The top two Democratic congressional leaders moved to kick-start negotiations on a sweeping coronavirus relief bill Tuesday, inviting Senate Majority Leader Mitch McConnell to rejoin talks in hopes of cutting a deal before lawmakers leave Washington next month.

“The time to act is upon us like never before. … For the sake of the country, we ask that you come to the table and work with us to produce an agreement that meets America’s needs in this critical time,” House Speaker Nancy Pelosi (D-Calif.) and Senate Minority Leader Charles E. Schumer (D-N.Y.) wrote to McConnell (R-Ky.) in a joint letter.

The appeal comes as coronavirus cases continue to reach new highs across the country and the total number of U.S. deaths approaches 250,000. Governors and mayors across the nation have started to reimpose lockdown measures, raising the prospect of new economic damage.

◆ ◆ ◆ ◆ ◆ ◆ ◆

EXERCISE A:
Say whether each statement agrees with the relief talks text. Give yes or no and quote the words from the text that decide it.
(i) Pelosi and Schumer sent McConnell a joint letter.
(ii) The total number of U.S. deaths has passed 250,000.
(iii) Governors and mayors have started to reimpose lockdown measures.
EXERCISE B:
Write out the relief talks text from "The appeal comes" to "new economic damage.".

◆ ◆ ◆ ◆ ◆ ◆ ◆

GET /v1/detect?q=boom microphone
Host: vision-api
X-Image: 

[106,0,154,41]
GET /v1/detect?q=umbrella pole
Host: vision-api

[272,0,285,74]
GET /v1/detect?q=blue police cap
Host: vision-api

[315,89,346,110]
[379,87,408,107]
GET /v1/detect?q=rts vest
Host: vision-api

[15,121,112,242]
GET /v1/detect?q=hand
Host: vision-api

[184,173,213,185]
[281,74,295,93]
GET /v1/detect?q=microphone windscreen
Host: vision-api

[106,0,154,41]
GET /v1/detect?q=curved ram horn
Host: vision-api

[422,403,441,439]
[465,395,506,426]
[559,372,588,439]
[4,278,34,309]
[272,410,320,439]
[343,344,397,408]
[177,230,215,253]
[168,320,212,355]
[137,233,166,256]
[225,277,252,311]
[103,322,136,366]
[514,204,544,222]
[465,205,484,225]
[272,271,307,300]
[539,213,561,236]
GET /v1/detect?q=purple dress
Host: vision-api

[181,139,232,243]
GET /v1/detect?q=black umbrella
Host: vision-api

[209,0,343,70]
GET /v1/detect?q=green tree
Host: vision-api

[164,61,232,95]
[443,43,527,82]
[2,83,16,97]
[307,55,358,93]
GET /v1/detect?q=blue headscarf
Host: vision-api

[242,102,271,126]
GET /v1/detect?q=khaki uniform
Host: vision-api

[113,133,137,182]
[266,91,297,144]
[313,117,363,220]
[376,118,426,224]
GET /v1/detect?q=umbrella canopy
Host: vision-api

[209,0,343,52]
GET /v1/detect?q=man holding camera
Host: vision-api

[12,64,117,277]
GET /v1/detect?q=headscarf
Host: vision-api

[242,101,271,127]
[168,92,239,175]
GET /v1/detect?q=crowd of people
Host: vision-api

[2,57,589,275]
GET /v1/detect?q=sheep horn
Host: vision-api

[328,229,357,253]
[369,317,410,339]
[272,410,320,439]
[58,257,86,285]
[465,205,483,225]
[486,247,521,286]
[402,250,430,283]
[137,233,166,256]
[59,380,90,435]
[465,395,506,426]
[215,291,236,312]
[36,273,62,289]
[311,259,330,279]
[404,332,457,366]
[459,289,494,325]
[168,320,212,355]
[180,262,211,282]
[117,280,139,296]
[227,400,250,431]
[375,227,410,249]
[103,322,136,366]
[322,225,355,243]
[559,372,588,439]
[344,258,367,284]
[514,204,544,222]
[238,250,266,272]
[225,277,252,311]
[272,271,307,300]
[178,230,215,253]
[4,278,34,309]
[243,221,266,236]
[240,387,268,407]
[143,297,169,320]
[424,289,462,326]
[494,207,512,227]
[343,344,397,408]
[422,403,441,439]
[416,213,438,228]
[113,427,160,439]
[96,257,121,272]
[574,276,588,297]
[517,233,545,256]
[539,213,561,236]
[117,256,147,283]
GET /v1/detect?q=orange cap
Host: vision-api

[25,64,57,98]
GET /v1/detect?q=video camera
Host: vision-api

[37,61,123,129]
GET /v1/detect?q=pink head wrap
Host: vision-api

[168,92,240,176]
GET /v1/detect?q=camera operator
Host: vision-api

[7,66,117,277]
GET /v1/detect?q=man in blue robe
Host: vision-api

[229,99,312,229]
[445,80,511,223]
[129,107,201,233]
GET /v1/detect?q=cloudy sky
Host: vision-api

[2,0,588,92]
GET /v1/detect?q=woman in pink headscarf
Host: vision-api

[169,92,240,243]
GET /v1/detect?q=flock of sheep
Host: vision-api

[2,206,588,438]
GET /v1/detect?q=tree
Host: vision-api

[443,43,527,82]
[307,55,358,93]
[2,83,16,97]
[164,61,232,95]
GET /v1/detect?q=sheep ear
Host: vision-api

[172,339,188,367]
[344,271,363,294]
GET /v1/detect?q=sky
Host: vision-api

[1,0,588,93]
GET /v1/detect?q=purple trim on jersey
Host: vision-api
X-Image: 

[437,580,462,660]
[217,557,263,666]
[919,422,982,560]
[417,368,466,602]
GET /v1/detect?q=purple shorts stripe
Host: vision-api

◆ ◆ ◆ ◆ ◆ ◆ ◆

TASK OUTPUT A:
(i) Yes: "wrote to McConnell (R-Ky.) in a joint letter"
(ii) No: "the total number of U.S. deaths approaches 250,000"
(iii) Yes: "Governors and mayors across the nation have started to reimpose lockdown measures"

TASK OUTPUT B:
The appeal comes as coronavirus cases continue to reach new highs across the country and the total number of U.S. deaths approaches 250,000. Governors and mayors across the nation have started to reimpose lockdown measures, raising the prospect of new economic damage.